(PASSAGE SHOWN Opens)

The harmony between the groups in Corrections Class is disturbed when Lena forms a romantic relationship with her classmate Anton who suffers from epilepsy. Now the rest of the group turns against them. Facing the new concept of a couple in their midst, the community falls apart as jealous passions are aroused, and the friendly bunch becomes a horde of wild animals without any moral restraint. Things take a turn for the worse when the school cleaner finds Anton putting cream onto Lena’s legs and the school staff becomes involved after hearing of this “perverse sex”. Events come to a head beside the railway tracks when the boys attempt to rape Lena, while a girl from the group records the event on her mobile phone.
Railroad tracks play an important role in the film, as a site of gathering, and bonding but also one of violence. It’s here that the members of the group test each other by lying between the tracks “the right way” in the path of a high-speed train. When one pupil of the corrections class does not arrive on the morning Lena attends school for the first time we find out that he had laid down across the tracks the other way. The railroad could be a vehicle to leave – but it seems there is no other place that these young people could go. So they either are corrected by the school, or they fail and choose to end their life on the tracks just as Anna Karenina did in Tolstoi’s novel.
Tverdovskii drew strong performances from his young cast. Masha Poezzhayeva (Lena) and Filipp Avdeyev (Anton) both act at the Moscow theatre Gogol Center and at the Kirill Serebrennikov “7th Studio”. Unforgettable is the older generation: the heroine’s mother and the two women who govern this school: the cleaning lady who is worried about the possible prodigy of two children from the correction class spoiling the genetic makeup of her country, and the vile headmistress (Natalia Domoretskaya) who reminds the viewer of the nurse in Miloš Forman’s One Flew Over the Cuckoo’s Nest (1974). Corrections Class would have deserved a prize for best director if that prize existed in the East of the West section.

(PASSAGE SHOWN Closes)
(SOURCE MATERIAL Opens)

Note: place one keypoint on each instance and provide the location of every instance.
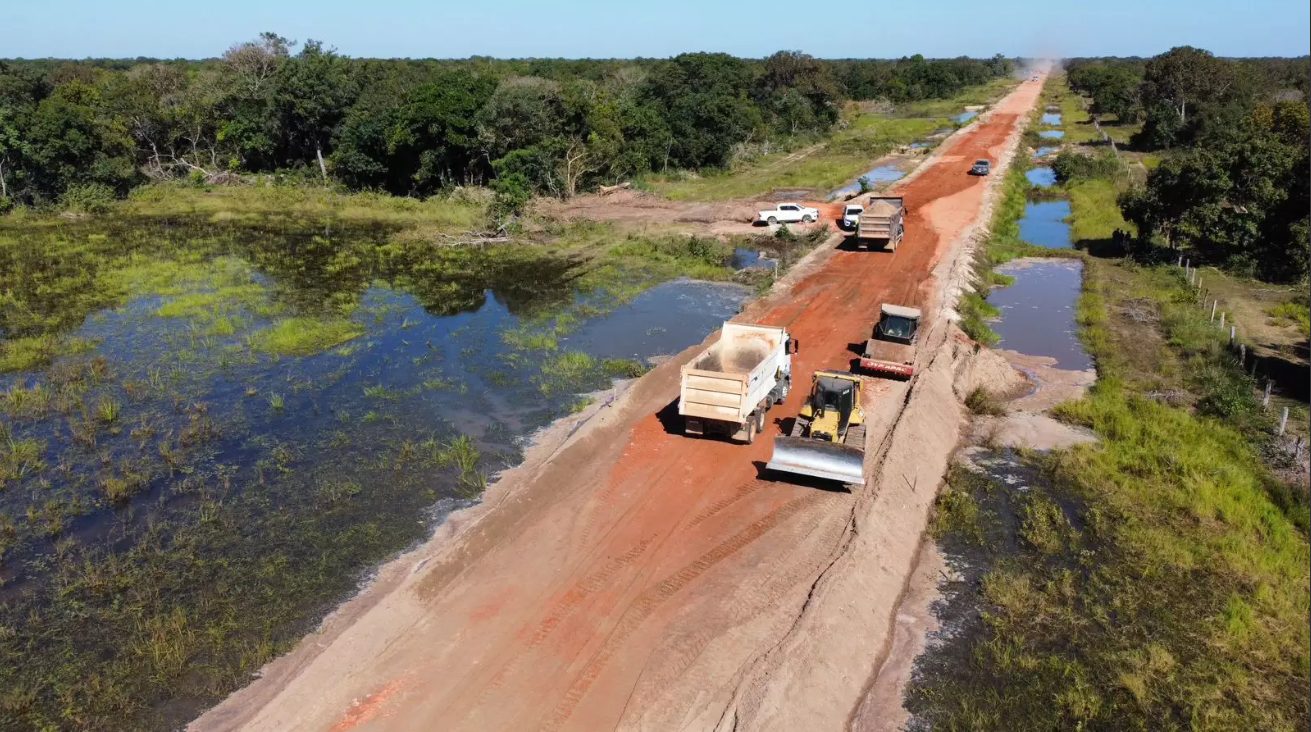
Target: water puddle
(1041, 176)
(178, 450)
(662, 320)
(880, 175)
(1038, 310)
(1044, 224)
(750, 259)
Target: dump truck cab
(892, 350)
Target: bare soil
(629, 576)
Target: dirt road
(632, 576)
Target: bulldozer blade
(818, 459)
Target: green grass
(462, 210)
(1293, 312)
(1095, 214)
(28, 353)
(306, 336)
(1154, 580)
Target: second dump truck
(728, 388)
(881, 222)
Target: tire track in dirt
(555, 608)
(664, 590)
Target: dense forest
(1232, 184)
(96, 127)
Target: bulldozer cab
(897, 323)
(833, 394)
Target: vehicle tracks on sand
(631, 576)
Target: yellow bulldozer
(827, 438)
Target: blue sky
(616, 28)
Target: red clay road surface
(631, 579)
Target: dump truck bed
(881, 218)
(729, 379)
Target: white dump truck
(881, 221)
(728, 388)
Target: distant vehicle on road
(789, 213)
(850, 217)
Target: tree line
(413, 127)
(1232, 185)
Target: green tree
(312, 91)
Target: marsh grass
(304, 336)
(1154, 580)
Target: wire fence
(1247, 361)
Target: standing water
(1038, 310)
(1041, 177)
(1044, 224)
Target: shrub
(89, 198)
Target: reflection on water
(1038, 310)
(1041, 176)
(1044, 224)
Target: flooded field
(1045, 224)
(993, 513)
(1038, 310)
(1041, 176)
(222, 428)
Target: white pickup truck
(789, 213)
(728, 387)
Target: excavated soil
(629, 576)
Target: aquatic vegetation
(106, 411)
(19, 458)
(306, 336)
(194, 525)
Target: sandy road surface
(632, 577)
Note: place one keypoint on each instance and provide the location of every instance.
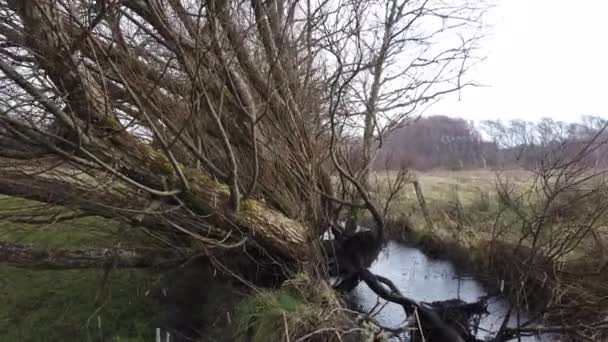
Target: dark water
(427, 280)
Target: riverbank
(527, 280)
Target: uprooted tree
(222, 122)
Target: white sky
(545, 58)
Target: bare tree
(213, 121)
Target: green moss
(249, 205)
(194, 201)
(111, 122)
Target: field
(120, 305)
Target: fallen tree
(216, 127)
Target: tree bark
(26, 256)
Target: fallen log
(27, 256)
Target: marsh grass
(74, 305)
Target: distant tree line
(455, 143)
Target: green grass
(262, 317)
(74, 305)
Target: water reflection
(427, 280)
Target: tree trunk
(25, 256)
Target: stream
(428, 280)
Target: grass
(74, 305)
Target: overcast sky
(545, 58)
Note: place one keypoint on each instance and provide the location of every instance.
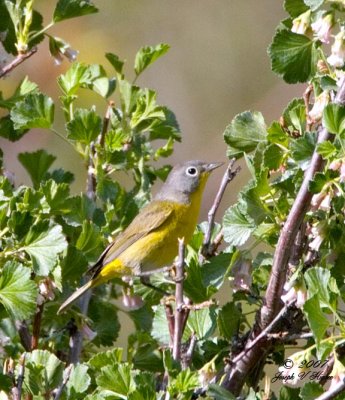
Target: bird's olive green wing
(150, 218)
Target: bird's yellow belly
(159, 248)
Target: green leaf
(105, 322)
(295, 7)
(313, 4)
(56, 196)
(79, 380)
(37, 165)
(320, 180)
(43, 372)
(311, 391)
(202, 323)
(115, 140)
(35, 111)
(99, 81)
(194, 282)
(73, 265)
(326, 149)
(18, 293)
(317, 280)
(148, 55)
(245, 132)
(317, 320)
(237, 228)
(85, 126)
(7, 130)
(328, 83)
(273, 157)
(302, 149)
(185, 382)
(228, 320)
(25, 87)
(76, 76)
(66, 9)
(145, 353)
(102, 359)
(117, 379)
(43, 247)
(160, 329)
(115, 62)
(90, 240)
(146, 110)
(276, 134)
(334, 119)
(215, 272)
(293, 56)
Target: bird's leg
(145, 280)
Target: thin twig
(171, 321)
(17, 61)
(178, 325)
(61, 388)
(285, 337)
(199, 306)
(76, 339)
(17, 389)
(331, 394)
(36, 329)
(306, 98)
(105, 124)
(262, 335)
(237, 373)
(187, 357)
(228, 176)
(24, 334)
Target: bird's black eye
(191, 171)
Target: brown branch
(291, 227)
(105, 124)
(207, 247)
(179, 312)
(262, 334)
(17, 389)
(61, 388)
(24, 334)
(17, 61)
(171, 321)
(237, 373)
(36, 329)
(187, 357)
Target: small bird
(150, 241)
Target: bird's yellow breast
(159, 247)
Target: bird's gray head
(186, 179)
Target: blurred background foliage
(216, 68)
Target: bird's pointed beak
(211, 166)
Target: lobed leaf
(245, 132)
(293, 56)
(66, 9)
(148, 55)
(18, 293)
(34, 111)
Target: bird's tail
(79, 292)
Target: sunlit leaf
(18, 293)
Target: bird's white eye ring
(191, 171)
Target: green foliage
(293, 56)
(17, 291)
(49, 235)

(SOURCE MATERIAL Closes)

- TASK LIST:
**a)** Answer these questions about the review of the film Corrections Class above.
(i) Who finds Anton putting cream onto Lena's legs?
(ii) How do members of the group test each other at the railroad tracks?
(iii) Which actress plays the headmistress?
**b)** Pick up the review of the film Corrections Class after its last sentence and write the next paragraph.

- ANSWERS TO EACH TASK:
**a)**
(i) The school cleaner.
(ii) They lie between the tracks "the right way" in the path of a high-speed train.
(iii) Natalia Domoretskaya.

**b)**
The film addresses several themes, some of them universal, some specific such as the uneasiness of Russian society when it comes to difference, whether disabilities and non-standard sexuality. Tverdovskii in his film manages to address more than the issues of the Russian school system and the dire situation of disabled citizens who are discriminated against and receive little help from state institutions – being forced to rely on “tribal” solidarity. Corrections Class is also a film about the helplessness of children and parents facing the power of a school headmaster who has absolute control over the pupils’ lives assigning them either to correction or normal school life. In the figure of the headmaster the film shows us the ugly abuse of power which is given to individuals by the very institutions they form and represent. Tverdovskii provides us with a powerful image combining all these topics – that of newly installed tracks for Lena’s wheelchair which prove useless.